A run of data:
* Start *

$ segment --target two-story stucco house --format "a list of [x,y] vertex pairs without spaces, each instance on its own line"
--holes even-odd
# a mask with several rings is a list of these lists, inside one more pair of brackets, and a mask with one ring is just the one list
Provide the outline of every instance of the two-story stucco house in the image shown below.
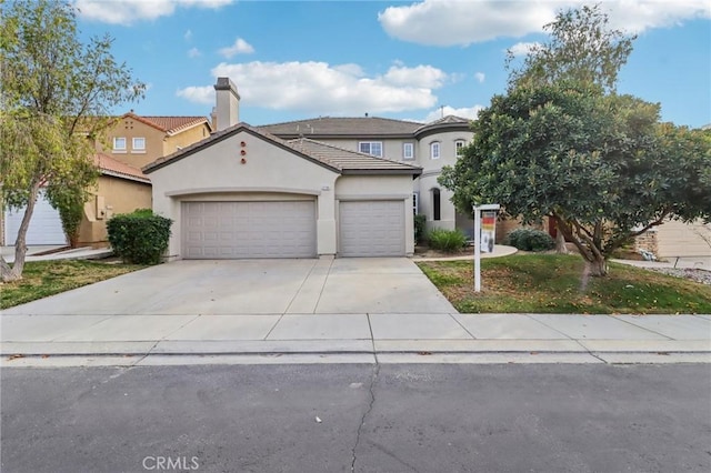
[[[151,208],[150,179],[141,167],[209,137],[206,117],[140,117],[132,111],[117,117],[96,144],[99,179],[84,204],[80,245],[106,245],[106,221],[116,213]],[[13,244],[24,209],[2,215],[0,241]],[[27,233],[28,244],[67,244],[59,212],[40,193]]]
[[347,150],[372,154],[422,168],[413,181],[413,212],[427,217],[428,229],[455,228],[470,234],[470,215],[458,213],[450,201],[451,192],[437,178],[442,167],[453,165],[461,149],[472,139],[469,120],[447,115],[422,124],[375,117],[320,117],[259,127],[284,140],[308,138]]

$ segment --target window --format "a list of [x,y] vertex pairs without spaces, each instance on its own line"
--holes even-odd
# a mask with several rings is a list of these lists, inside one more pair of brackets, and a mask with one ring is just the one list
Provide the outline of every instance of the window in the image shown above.
[[440,143],[435,141],[430,144],[430,159],[440,159]]
[[464,140],[454,141],[454,151],[455,151],[457,158],[462,157],[462,150],[464,149],[464,145],[465,145]]
[[113,139],[113,152],[114,153],[124,153],[126,152],[126,138],[114,138]]
[[358,150],[361,153],[382,158],[382,142],[380,141],[362,141],[358,143]]
[[432,189],[432,220],[441,219],[440,209],[440,190]]
[[144,153],[146,152],[146,138],[134,138],[133,145],[131,148],[133,152]]
[[414,159],[414,144],[402,143],[402,159],[405,159],[405,160]]

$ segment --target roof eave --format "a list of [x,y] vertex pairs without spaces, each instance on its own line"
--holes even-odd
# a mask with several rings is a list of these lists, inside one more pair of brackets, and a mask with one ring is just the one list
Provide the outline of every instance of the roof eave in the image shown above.
[[415,179],[422,174],[422,169],[344,169],[343,175],[412,175]]
[[282,140],[298,140],[299,138],[308,138],[309,140],[369,140],[369,139],[413,139],[414,131],[410,133],[383,133],[383,134],[372,134],[372,133],[279,133],[269,131],[269,133],[274,137],[279,137]]
[[149,178],[139,178],[138,175],[124,174],[122,172],[110,171],[108,169],[99,169],[101,175],[110,175],[112,178],[126,179],[127,181],[140,182],[142,184],[150,184],[151,180]]
[[154,171],[157,171],[157,170],[159,170],[161,168],[164,168],[164,167],[167,167],[169,164],[172,164],[173,162],[177,162],[177,161],[180,161],[180,160],[182,160],[184,158],[188,158],[189,155],[192,155],[192,154],[197,153],[198,151],[201,151],[201,150],[203,150],[206,148],[209,148],[209,147],[211,147],[213,144],[217,144],[220,141],[227,140],[228,138],[239,133],[240,131],[244,131],[244,132],[253,135],[254,138],[258,138],[260,140],[263,140],[263,141],[269,142],[269,143],[272,143],[276,147],[279,147],[284,151],[288,151],[288,152],[291,152],[293,154],[297,154],[297,155],[299,155],[299,157],[301,157],[301,158],[303,158],[303,159],[306,159],[306,160],[308,160],[308,161],[310,161],[310,162],[312,162],[314,164],[318,164],[318,165],[320,165],[322,168],[328,169],[329,171],[333,171],[336,173],[341,173],[340,169],[334,168],[332,165],[329,165],[329,164],[327,164],[324,162],[321,162],[321,161],[319,161],[319,160],[317,160],[314,158],[311,158],[310,155],[308,155],[306,153],[302,153],[302,152],[300,152],[299,150],[297,150],[294,148],[291,148],[291,147],[288,147],[286,144],[282,144],[279,141],[270,140],[268,137],[264,137],[263,134],[252,130],[249,125],[246,125],[246,124],[239,124],[233,130],[230,130],[230,131],[228,131],[228,132],[226,132],[226,133],[223,133],[221,135],[218,135],[218,137],[212,138],[212,139],[207,139],[207,140],[204,140],[202,142],[198,142],[199,144],[196,145],[196,148],[192,148],[192,149],[191,148],[187,148],[187,149],[184,149],[182,151],[178,151],[178,152],[173,153],[172,155],[168,155],[168,157],[166,157],[167,159],[164,161],[161,161],[161,162],[153,161],[152,163],[149,163],[149,164],[144,165],[143,168],[141,168],[141,171],[143,171],[143,173],[146,173],[146,174],[150,174],[151,172],[154,172]]

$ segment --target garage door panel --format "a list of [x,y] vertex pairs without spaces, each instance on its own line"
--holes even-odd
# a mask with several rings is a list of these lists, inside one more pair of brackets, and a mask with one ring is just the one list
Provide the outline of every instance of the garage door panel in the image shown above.
[[340,254],[342,256],[404,255],[403,202],[341,202]]
[[183,202],[183,258],[316,256],[316,202]]

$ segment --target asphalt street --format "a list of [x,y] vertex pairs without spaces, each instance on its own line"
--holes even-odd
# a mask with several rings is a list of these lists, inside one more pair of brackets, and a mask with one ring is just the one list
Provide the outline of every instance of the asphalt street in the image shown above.
[[12,369],[3,473],[709,472],[709,364]]

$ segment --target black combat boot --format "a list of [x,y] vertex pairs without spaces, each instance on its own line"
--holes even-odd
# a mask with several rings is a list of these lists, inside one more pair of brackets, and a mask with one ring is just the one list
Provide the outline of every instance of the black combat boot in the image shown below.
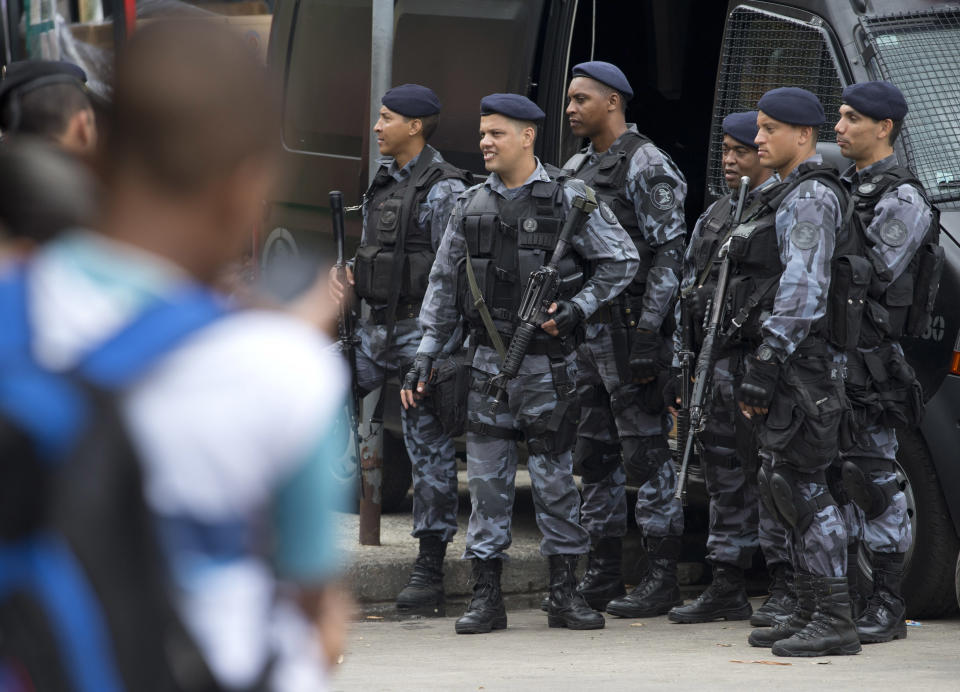
[[850,617],[847,578],[815,576],[813,587],[817,602],[813,617],[792,637],[776,642],[773,654],[808,657],[860,653],[860,638]]
[[773,627],[779,620],[790,617],[797,605],[793,567],[786,562],[775,562],[767,565],[767,571],[770,573],[770,595],[750,616],[750,624],[754,627]]
[[860,541],[847,545],[847,586],[850,589],[850,615],[854,621],[867,609],[867,596],[860,587]]
[[649,618],[683,605],[677,584],[680,538],[647,538],[650,572],[629,594],[607,604],[607,612],[622,618]]
[[816,594],[813,591],[813,575],[809,572],[796,572],[794,575],[796,586],[796,601],[793,612],[783,619],[777,620],[772,627],[761,627],[753,630],[747,641],[750,646],[770,648],[781,639],[788,639],[802,630],[813,617],[817,607]]
[[753,613],[747,600],[743,569],[736,565],[713,564],[713,581],[693,603],[670,610],[671,622],[713,622],[714,620],[746,620]]
[[627,593],[623,586],[623,539],[619,536],[601,538],[590,551],[587,569],[577,591],[583,594],[594,610],[603,611],[607,603]]
[[439,536],[420,539],[420,554],[413,563],[410,579],[397,595],[398,609],[443,609],[443,558],[446,554],[447,544]]
[[473,598],[454,625],[457,634],[486,634],[507,628],[507,609],[500,592],[503,561],[473,560]]
[[603,629],[603,616],[577,591],[579,555],[550,556],[550,609],[547,624],[572,630]]
[[863,644],[907,638],[903,616],[906,604],[900,593],[903,553],[873,554],[873,595],[863,614],[855,620]]

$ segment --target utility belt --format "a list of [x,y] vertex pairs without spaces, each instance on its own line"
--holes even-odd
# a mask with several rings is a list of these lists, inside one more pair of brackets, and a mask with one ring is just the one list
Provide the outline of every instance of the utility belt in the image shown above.
[[[503,344],[508,346],[510,344],[510,339],[513,337],[513,332],[504,332],[497,330],[500,334],[500,338],[503,340]],[[542,331],[542,330],[541,330]],[[476,343],[480,346],[488,346],[490,348],[496,348],[493,344],[493,341],[490,339],[490,335],[482,327],[477,329],[470,330],[470,342]],[[546,332],[542,334],[538,333],[530,341],[530,346],[527,348],[526,355],[528,356],[550,356],[550,360],[563,360],[568,355],[577,350],[577,346],[583,343],[583,329],[578,328],[573,331],[569,336],[557,338],[555,336],[550,336]]]
[[[420,307],[422,303],[420,301],[408,303],[402,302],[397,304],[397,310],[394,313],[396,321],[400,322],[402,320],[409,320],[415,317],[420,316]],[[381,306],[377,308],[370,309],[370,324],[386,324],[387,323],[387,307]]]
[[856,432],[874,425],[912,427],[923,418],[923,388],[892,342],[847,352],[846,390]]

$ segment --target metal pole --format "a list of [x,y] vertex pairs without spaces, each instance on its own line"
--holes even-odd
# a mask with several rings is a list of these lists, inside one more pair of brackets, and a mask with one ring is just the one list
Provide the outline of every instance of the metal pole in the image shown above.
[[[380,97],[390,88],[393,62],[393,0],[373,0],[370,49],[370,157],[367,180],[377,173],[373,125],[380,117]],[[383,484],[383,424],[374,422],[380,388],[370,392],[361,407],[358,426],[363,492],[360,496],[360,545],[380,545],[380,502]]]

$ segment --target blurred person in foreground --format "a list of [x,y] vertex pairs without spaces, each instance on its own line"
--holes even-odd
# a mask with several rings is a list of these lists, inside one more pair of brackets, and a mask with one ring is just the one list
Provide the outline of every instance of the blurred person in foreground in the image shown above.
[[[213,291],[271,182],[273,103],[227,30],[137,32],[116,74],[99,232],[57,238],[28,266],[44,367],[70,369],[156,301]],[[175,605],[227,689],[324,689],[343,646],[324,450],[345,432],[331,423],[346,374],[328,344],[289,314],[234,311],[121,400]]]

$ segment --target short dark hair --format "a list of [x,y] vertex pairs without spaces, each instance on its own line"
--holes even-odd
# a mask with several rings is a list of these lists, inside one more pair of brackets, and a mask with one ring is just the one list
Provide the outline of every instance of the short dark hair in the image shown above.
[[116,71],[108,182],[136,172],[189,194],[279,141],[276,93],[258,56],[225,27],[170,19],[138,29]]
[[440,114],[422,115],[418,118],[411,118],[411,120],[420,121],[420,134],[423,135],[423,141],[429,142],[430,138],[433,137],[433,133],[437,131],[437,125],[440,124]]
[[897,141],[897,137],[900,136],[900,130],[903,129],[903,120],[893,120],[891,118],[890,122],[893,123],[893,127],[890,128],[890,136],[887,141],[890,143],[890,146],[893,146],[893,143]]
[[14,134],[59,137],[67,129],[70,118],[87,109],[92,109],[90,99],[79,83],[48,84],[4,99],[0,130],[5,134],[12,130]]

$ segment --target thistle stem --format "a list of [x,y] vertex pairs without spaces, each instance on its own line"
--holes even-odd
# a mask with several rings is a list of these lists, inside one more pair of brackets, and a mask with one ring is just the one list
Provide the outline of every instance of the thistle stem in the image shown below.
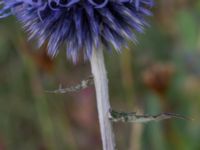
[[90,60],[96,89],[97,109],[103,150],[115,150],[114,134],[108,114],[110,109],[108,79],[102,49],[94,49]]

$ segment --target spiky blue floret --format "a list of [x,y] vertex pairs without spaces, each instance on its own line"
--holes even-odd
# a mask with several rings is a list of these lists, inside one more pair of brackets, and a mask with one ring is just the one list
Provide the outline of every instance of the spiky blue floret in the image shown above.
[[50,56],[65,44],[76,62],[81,51],[88,59],[101,44],[120,51],[127,39],[136,41],[152,6],[153,0],[0,0],[0,18],[15,15],[38,46],[48,41]]

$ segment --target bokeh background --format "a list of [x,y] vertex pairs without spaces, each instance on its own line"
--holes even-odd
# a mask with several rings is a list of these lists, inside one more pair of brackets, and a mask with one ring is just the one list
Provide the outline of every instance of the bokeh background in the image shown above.
[[[178,113],[146,124],[114,124],[119,150],[200,150],[200,1],[157,0],[151,27],[120,55],[105,52],[112,107],[145,114]],[[76,85],[88,62],[55,60],[37,50],[14,17],[0,21],[0,150],[100,150],[94,88]]]

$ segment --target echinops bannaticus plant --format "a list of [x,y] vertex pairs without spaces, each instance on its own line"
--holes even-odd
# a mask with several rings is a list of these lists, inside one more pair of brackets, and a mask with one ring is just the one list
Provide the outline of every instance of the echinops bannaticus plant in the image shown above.
[[152,0],[1,0],[0,18],[14,15],[38,46],[48,41],[54,57],[61,45],[68,58],[77,61],[80,51],[86,59],[100,45],[120,51],[126,39],[136,41],[143,32]]
[[82,53],[90,60],[103,149],[115,150],[102,47],[121,51],[128,40],[136,42],[153,5],[153,0],[0,0],[0,18],[16,16],[38,47],[48,42],[51,57],[64,45],[74,63]]

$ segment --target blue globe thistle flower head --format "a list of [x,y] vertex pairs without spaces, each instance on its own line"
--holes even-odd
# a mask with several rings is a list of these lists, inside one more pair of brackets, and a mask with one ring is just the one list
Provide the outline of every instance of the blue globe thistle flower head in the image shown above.
[[148,26],[153,0],[0,0],[0,18],[15,15],[38,46],[48,41],[48,54],[56,56],[66,45],[67,57],[79,53],[89,59],[101,46],[120,51],[135,32]]

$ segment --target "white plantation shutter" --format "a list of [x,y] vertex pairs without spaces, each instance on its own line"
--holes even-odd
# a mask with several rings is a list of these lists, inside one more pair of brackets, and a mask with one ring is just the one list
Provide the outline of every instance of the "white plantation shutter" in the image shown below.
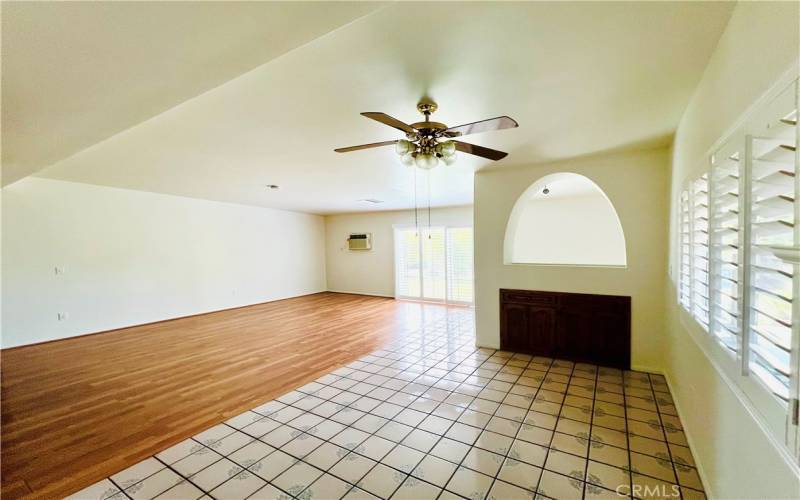
[[431,300],[444,300],[447,293],[444,228],[423,228],[421,232],[422,296]]
[[[750,138],[748,353],[750,372],[781,400],[790,397],[796,270],[770,247],[800,244],[797,199],[797,109],[791,95],[767,110]],[[789,109],[787,109],[789,106]]]
[[472,238],[471,227],[396,227],[395,296],[471,304]]
[[800,248],[800,89],[776,89],[680,195],[678,298],[722,346],[709,356],[800,462],[800,272],[775,254]]
[[692,221],[689,210],[689,191],[681,193],[680,206],[680,274],[678,301],[687,310],[692,307]]
[[[738,139],[738,138],[737,138]],[[744,154],[740,140],[718,150],[711,162],[711,318],[709,331],[727,349],[739,352],[741,323],[740,184]]]
[[447,300],[472,303],[474,297],[472,228],[447,228]]
[[419,298],[421,259],[415,228],[394,230],[395,295]]
[[692,315],[708,329],[708,176],[692,183]]

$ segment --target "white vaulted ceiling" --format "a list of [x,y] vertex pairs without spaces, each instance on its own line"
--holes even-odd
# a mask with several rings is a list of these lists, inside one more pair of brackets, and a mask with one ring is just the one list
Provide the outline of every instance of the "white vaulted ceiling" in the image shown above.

* End *

** Problem to work on **
Give the stretch from the start of the data through the line that contains "[[414,159],[414,144],[402,143],[402,159],[405,159],[405,160]]" again, changing "stucco" to "brick" and keeping everything else the same. Leave the pictures out of your answer.

** Exercise response **
$ segment --target two-story brick house --format "a list of [x,y] vertex pairs without spaces, each instance on its own line"
--holes even-odd
# a mask with several rings is a list of these lists, inside one more pair of brackets, and a mask with one ring is just the one list
Provide the outline of every instance of the two-story brick house in the image shown below.
[[[151,208],[150,179],[141,167],[209,137],[206,117],[140,117],[132,111],[117,117],[96,144],[99,179],[84,204],[80,245],[106,245],[106,221],[116,213]],[[13,244],[24,209],[2,215],[0,241]],[[27,233],[28,244],[67,244],[59,212],[40,193]]]
[[347,150],[372,154],[422,168],[413,181],[413,212],[427,217],[428,229],[455,228],[470,234],[470,215],[458,213],[450,201],[451,192],[437,178],[442,167],[453,165],[461,149],[472,139],[469,120],[447,115],[422,124],[375,117],[320,117],[259,127],[284,140],[308,138]]

$ segment --target window --format "a list of [x,y] vertex pairs without spaces, each instance on its own line"
--holes even-odd
# a mask with several rings is a list of these lists, inside one more pair of brackets, and a mask with one ring is just the one list
Provide the outline of every instance of the window in the image shown above.
[[440,143],[435,141],[430,144],[430,159],[440,159]]
[[464,140],[454,141],[454,151],[455,151],[457,158],[462,157],[462,150],[464,149],[464,145],[465,145]]
[[113,139],[113,152],[114,153],[124,153],[126,152],[126,138],[114,138]]
[[358,150],[361,153],[382,158],[382,142],[380,141],[362,141],[358,143]]
[[432,189],[432,220],[441,219],[440,209],[440,190]]
[[144,153],[146,152],[146,138],[134,138],[133,145],[131,148],[133,152]]
[[414,159],[414,144],[402,143],[402,159],[405,159],[405,160]]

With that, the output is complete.